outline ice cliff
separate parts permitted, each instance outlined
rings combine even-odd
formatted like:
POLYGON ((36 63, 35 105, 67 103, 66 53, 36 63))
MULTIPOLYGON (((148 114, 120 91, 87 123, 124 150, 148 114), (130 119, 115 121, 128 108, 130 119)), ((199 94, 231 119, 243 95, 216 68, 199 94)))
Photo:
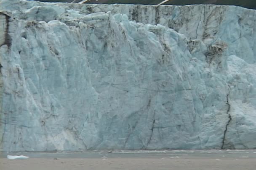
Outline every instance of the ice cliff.
POLYGON ((256 11, 0 1, 0 150, 256 148, 256 11))

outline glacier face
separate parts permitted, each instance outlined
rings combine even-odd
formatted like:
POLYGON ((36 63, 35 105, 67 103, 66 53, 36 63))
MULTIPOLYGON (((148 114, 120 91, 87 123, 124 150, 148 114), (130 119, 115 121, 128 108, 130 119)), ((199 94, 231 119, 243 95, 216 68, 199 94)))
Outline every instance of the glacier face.
POLYGON ((0 150, 256 148, 255 10, 3 0, 0 12, 0 150))

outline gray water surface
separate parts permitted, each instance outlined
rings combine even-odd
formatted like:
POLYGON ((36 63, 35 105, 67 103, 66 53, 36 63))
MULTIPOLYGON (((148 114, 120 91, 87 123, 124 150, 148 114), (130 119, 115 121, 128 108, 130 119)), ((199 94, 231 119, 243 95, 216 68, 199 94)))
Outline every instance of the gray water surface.
POLYGON ((23 155, 30 158, 224 158, 246 159, 256 158, 254 150, 117 150, 86 151, 80 152, 2 152, 0 157, 6 158, 7 155, 23 155))

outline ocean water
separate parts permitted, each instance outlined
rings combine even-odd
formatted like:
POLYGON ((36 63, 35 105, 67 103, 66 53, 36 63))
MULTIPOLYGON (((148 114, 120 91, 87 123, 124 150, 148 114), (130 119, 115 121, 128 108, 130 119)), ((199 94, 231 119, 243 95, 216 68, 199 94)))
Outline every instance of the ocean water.
POLYGON ((84 152, 2 152, 0 158, 7 155, 23 155, 31 158, 256 158, 256 149, 250 150, 94 150, 84 152))

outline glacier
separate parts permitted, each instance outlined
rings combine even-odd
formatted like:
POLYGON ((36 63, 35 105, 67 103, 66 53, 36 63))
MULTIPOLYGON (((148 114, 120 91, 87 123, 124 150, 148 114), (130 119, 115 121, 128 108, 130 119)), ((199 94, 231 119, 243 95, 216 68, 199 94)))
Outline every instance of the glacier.
POLYGON ((256 11, 0 1, 0 151, 256 148, 256 11))

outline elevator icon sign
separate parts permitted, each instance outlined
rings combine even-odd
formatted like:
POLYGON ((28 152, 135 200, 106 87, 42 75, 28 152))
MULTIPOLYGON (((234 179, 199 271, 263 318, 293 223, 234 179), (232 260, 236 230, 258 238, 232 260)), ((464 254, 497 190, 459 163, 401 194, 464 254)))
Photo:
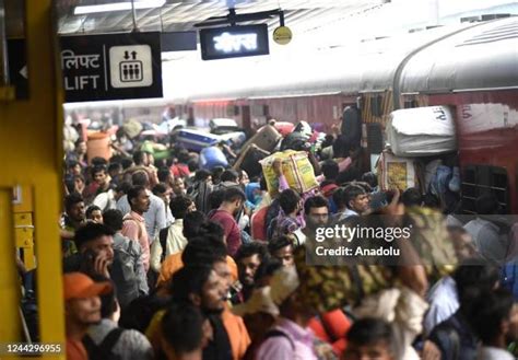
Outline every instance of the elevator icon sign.
POLYGON ((149 45, 111 46, 109 48, 113 88, 143 88, 153 84, 153 66, 149 45))

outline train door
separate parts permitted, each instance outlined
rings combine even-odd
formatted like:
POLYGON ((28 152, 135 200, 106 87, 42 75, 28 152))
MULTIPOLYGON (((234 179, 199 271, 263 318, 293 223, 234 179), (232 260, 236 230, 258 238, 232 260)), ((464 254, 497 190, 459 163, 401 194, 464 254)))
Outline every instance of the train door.
POLYGON ((249 130, 251 128, 251 113, 250 113, 250 105, 243 105, 242 106, 242 127, 245 130, 249 130))

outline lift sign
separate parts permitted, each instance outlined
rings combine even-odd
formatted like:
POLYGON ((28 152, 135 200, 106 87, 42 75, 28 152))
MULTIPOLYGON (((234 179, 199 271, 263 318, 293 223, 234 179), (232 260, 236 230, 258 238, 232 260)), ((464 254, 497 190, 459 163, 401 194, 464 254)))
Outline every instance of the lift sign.
POLYGON ((61 37, 66 102, 162 97, 158 33, 61 37))
POLYGON ((201 58, 215 60, 245 56, 268 55, 268 26, 247 25, 200 31, 201 58))

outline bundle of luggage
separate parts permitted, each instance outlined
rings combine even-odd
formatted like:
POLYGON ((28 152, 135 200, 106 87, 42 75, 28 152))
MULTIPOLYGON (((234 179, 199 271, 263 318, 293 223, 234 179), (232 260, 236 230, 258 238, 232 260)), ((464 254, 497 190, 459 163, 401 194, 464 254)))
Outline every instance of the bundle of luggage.
POLYGON ((460 190, 458 167, 444 162, 455 156, 457 150, 454 117, 448 107, 392 112, 387 125, 387 142, 376 165, 382 190, 417 187, 423 194, 429 191, 438 197, 446 189, 460 190), (440 185, 446 177, 451 182, 449 188, 440 185))

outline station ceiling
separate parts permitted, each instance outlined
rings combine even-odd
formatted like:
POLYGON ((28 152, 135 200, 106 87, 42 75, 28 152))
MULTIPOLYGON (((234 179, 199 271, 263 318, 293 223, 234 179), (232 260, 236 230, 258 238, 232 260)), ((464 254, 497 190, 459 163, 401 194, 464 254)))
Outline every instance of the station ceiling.
MULTIPOLYGON (((74 14, 76 7, 114 2, 131 1, 58 0, 58 32, 79 35, 133 31, 131 10, 74 14)), ((134 20, 141 32, 180 32, 196 30, 195 24, 212 16, 225 16, 231 7, 236 9, 237 14, 280 9, 284 11, 285 24, 297 34, 303 34, 378 9, 387 2, 390 0, 166 0, 158 8, 137 10, 134 20)), ((279 25, 279 16, 248 23, 264 22, 274 28, 279 25)))

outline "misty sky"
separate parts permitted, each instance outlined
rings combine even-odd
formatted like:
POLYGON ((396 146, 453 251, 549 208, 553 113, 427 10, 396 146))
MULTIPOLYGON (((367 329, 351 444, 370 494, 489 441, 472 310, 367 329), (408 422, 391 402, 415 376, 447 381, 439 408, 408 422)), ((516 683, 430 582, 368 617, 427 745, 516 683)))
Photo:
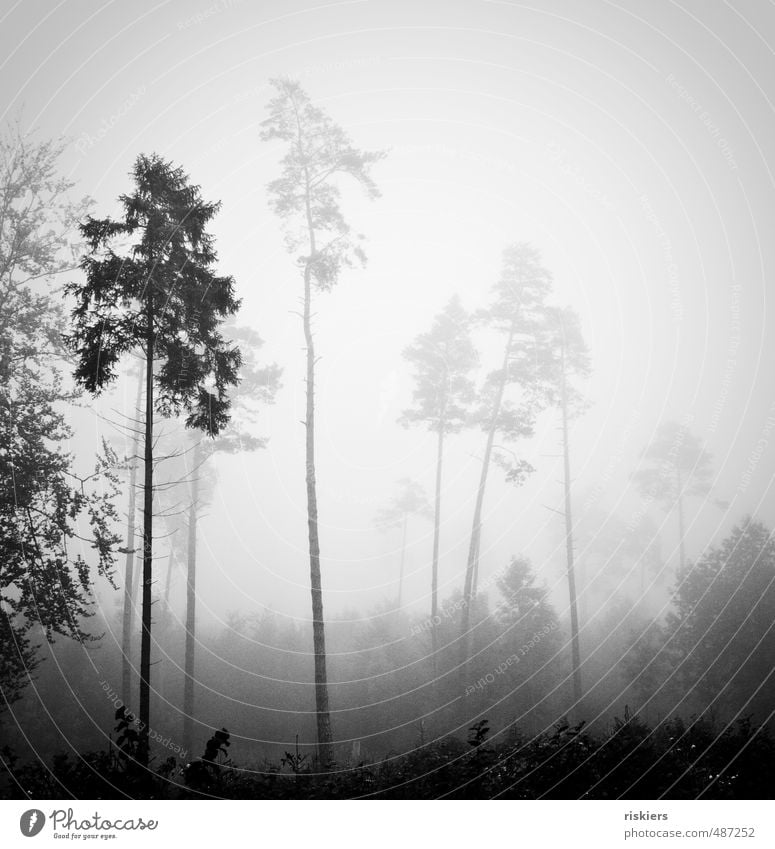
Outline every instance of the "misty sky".
MULTIPOLYGON (((396 424, 412 383, 401 351, 457 292, 484 306, 502 249, 532 242, 556 300, 580 314, 592 402, 573 424, 577 512, 640 505, 629 484, 660 422, 712 453, 688 505, 698 555, 775 496, 775 7, 725 2, 3 3, 4 120, 66 134, 69 176, 114 214, 138 153, 171 158, 223 209, 219 269, 284 369, 254 455, 220 457, 200 531, 200 611, 308 616, 300 280, 268 208, 281 148, 259 140, 269 79, 298 78, 365 149, 382 197, 345 193, 369 263, 316 301, 318 485, 327 612, 393 597, 398 535, 375 530, 395 482, 429 494, 434 439, 396 424), (769 423, 768 423, 769 420, 769 423), (728 507, 714 502, 724 500, 728 507)), ((484 358, 494 366, 493 350, 484 358)), ((122 382, 99 405, 127 411, 122 382)), ((494 467, 482 583, 530 555, 564 612, 557 416, 519 448, 521 489, 494 467), (559 583, 558 583, 559 582, 559 583)), ((87 456, 109 427, 78 418, 87 456)), ((447 443, 441 596, 462 586, 483 436, 447 443)), ((675 565, 675 517, 653 510, 675 565)), ((411 529, 406 595, 429 606, 431 526, 411 529)), ((580 551, 583 559, 583 550, 580 551)), ((163 555, 162 555, 163 559, 163 555)), ((182 575, 178 578, 182 586, 182 575)), ((205 614, 207 615, 207 614, 205 614)))

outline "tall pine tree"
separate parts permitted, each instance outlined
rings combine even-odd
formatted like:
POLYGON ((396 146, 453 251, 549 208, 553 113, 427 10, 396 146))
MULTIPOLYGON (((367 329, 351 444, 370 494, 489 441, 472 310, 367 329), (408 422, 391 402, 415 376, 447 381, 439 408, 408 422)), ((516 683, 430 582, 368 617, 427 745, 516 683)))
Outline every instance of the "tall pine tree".
POLYGON ((205 228, 220 204, 202 199, 181 168, 140 155, 132 194, 121 195, 119 220, 89 216, 81 233, 89 251, 85 281, 72 283, 76 379, 99 394, 117 377, 122 356, 145 359, 143 587, 140 644, 140 740, 147 765, 150 732, 151 584, 153 582, 154 416, 184 414, 186 425, 215 436, 229 420, 229 387, 240 352, 220 333, 239 301, 234 280, 218 276, 213 238, 205 228), (131 247, 117 253, 126 242, 131 247), (158 361, 158 367, 154 365, 158 361))
POLYGON ((365 262, 361 237, 352 233, 342 214, 339 181, 360 185, 368 197, 378 196, 371 166, 382 157, 355 148, 347 133, 315 106, 293 80, 274 80, 277 94, 269 103, 261 138, 281 141, 286 148, 281 176, 269 184, 270 203, 287 229, 287 244, 301 269, 302 323, 307 351, 305 412, 307 528, 309 536, 312 639, 315 653, 315 710, 318 760, 333 762, 333 732, 328 699, 323 584, 320 572, 318 500, 315 473, 315 345, 312 298, 328 292, 343 268, 365 262))

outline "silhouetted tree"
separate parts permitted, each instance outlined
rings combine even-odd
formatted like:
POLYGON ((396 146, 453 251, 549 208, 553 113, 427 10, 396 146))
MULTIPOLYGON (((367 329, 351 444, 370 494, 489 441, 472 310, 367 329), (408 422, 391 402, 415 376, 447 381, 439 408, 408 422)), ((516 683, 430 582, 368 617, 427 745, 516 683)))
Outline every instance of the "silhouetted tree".
MULTIPOLYGON (((264 365, 260 362, 259 351, 264 340, 254 330, 228 321, 224 325, 224 332, 232 341, 239 343, 242 358, 240 382, 231 392, 232 418, 219 436, 208 443, 204 443, 201 438, 192 433, 190 446, 191 469, 188 476, 190 501, 186 544, 186 648, 183 667, 183 747, 186 751, 193 745, 197 523, 201 510, 214 489, 211 485, 208 488, 209 491, 208 489, 205 492, 202 491, 203 471, 217 452, 238 454, 244 451, 256 451, 266 446, 266 439, 255 436, 247 428, 255 423, 262 404, 274 402, 281 374, 277 364, 264 365)), ((213 475, 208 473, 206 480, 212 483, 213 475)))
MULTIPOLYGON (((551 403, 554 361, 550 342, 550 309, 547 297, 552 278, 541 264, 538 251, 516 243, 503 252, 500 279, 493 287, 492 304, 480 320, 504 340, 502 363, 485 380, 473 422, 486 434, 482 470, 476 492, 471 542, 466 563, 461 650, 467 653, 471 600, 476 595, 482 508, 496 435, 502 442, 532 436, 536 416, 551 403)), ((533 471, 524 460, 507 463, 507 480, 521 483, 533 471)))
POLYGON ((431 329, 422 333, 404 351, 415 377, 414 406, 405 410, 400 421, 406 426, 423 424, 436 434, 436 487, 433 519, 433 559, 431 561, 431 639, 434 669, 437 665, 439 606, 439 541, 441 535, 441 483, 444 437, 457 433, 468 421, 474 399, 471 377, 479 358, 471 341, 471 317, 460 298, 453 296, 434 319, 431 329))
POLYGON ((90 640, 93 573, 112 580, 117 495, 107 445, 90 475, 65 450, 64 409, 77 393, 66 354, 58 275, 73 267, 73 230, 88 201, 71 203, 58 176, 64 145, 17 126, 0 135, 0 710, 18 699, 38 663, 35 635, 90 640), (83 524, 90 528, 82 535, 83 524))
POLYGON ((89 252, 83 283, 68 288, 77 299, 73 332, 76 379, 99 394, 117 376, 121 357, 140 349, 145 358, 143 599, 140 647, 140 742, 148 763, 150 731, 151 584, 153 581, 154 414, 187 414, 186 426, 215 436, 228 422, 227 390, 237 383, 240 352, 219 331, 235 313, 234 280, 217 276, 213 238, 205 227, 219 209, 202 200, 181 168, 140 155, 134 191, 121 195, 123 218, 81 225, 89 252), (136 239, 125 255, 116 253, 136 239), (154 363, 158 360, 158 368, 154 363), (156 392, 154 392, 156 390, 156 392))
POLYGON ((745 519, 679 570, 665 624, 631 652, 631 677, 644 698, 661 697, 668 712, 766 719, 775 676, 773 622, 775 540, 761 522, 745 519))
POLYGON ((685 425, 665 422, 641 457, 641 468, 633 475, 635 485, 666 511, 678 510, 679 564, 684 568, 684 498, 710 492, 713 478, 710 454, 685 425))
POLYGON ((577 709, 581 705, 584 688, 581 680, 581 644, 579 639, 579 614, 576 601, 576 572, 573 563, 573 514, 571 501, 570 435, 568 422, 583 408, 583 397, 574 386, 574 379, 589 374, 589 355, 581 333, 579 319, 570 308, 553 310, 551 345, 556 364, 556 403, 562 417, 563 488, 565 513, 565 551, 568 565, 568 595, 570 601, 571 651, 573 659, 573 696, 577 709))
POLYGON ((404 583, 404 564, 406 561, 406 529, 411 516, 420 516, 423 519, 432 519, 431 508, 425 490, 417 481, 410 478, 402 478, 398 485, 401 487, 398 494, 387 507, 383 507, 376 515, 374 523, 381 531, 401 528, 401 561, 398 570, 398 594, 396 608, 401 609, 401 594, 404 583))
POLYGON ((378 196, 371 166, 381 153, 353 147, 347 133, 315 106, 292 80, 274 80, 277 92, 262 123, 264 141, 286 146, 281 176, 269 184, 270 203, 287 226, 288 249, 297 256, 303 278, 304 339, 307 348, 306 484, 309 529, 312 626, 315 652, 315 705, 318 757, 333 761, 333 734, 328 700, 323 588, 320 575, 317 484, 315 479, 315 347, 312 333, 313 292, 330 291, 343 268, 364 263, 362 237, 352 233, 339 204, 341 178, 354 180, 367 196, 378 196))

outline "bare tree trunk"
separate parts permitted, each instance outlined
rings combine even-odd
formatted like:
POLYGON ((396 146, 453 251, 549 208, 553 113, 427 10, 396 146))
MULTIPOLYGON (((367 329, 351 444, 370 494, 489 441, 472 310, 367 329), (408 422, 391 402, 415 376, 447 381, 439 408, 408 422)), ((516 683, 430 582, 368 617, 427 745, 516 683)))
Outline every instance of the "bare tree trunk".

____

### What to produce:
Shift the part of the records that opens with the line containing "outline bundle of luggage" and closes with the line containing "POLYGON ((460 190, 458": write out every one of its lines again, adding 40 to each coordinate in the answer outline and leaving the format samples unchanged.

### Result of this exercise:
outline bundle of luggage
separate parts permitted, each instance outlined
rings combine even-odd
formatted like:
POLYGON ((28 152, 135 200, 106 87, 42 75, 28 152))
MULTIPOLYGON (((234 179, 199 271, 263 318, 293 223, 234 179), (232 260, 236 230, 258 238, 232 260)), ((464 254, 497 190, 459 163, 401 194, 464 254)))
Outline every instance of the bundle of luggage.
POLYGON ((500 230, 498 207, 484 202, 495 196, 497 190, 494 157, 488 147, 432 152, 427 165, 427 182, 416 205, 422 230, 457 227, 463 234, 469 231, 478 237, 486 229, 500 230), (480 225, 486 217, 491 222, 489 228, 480 225))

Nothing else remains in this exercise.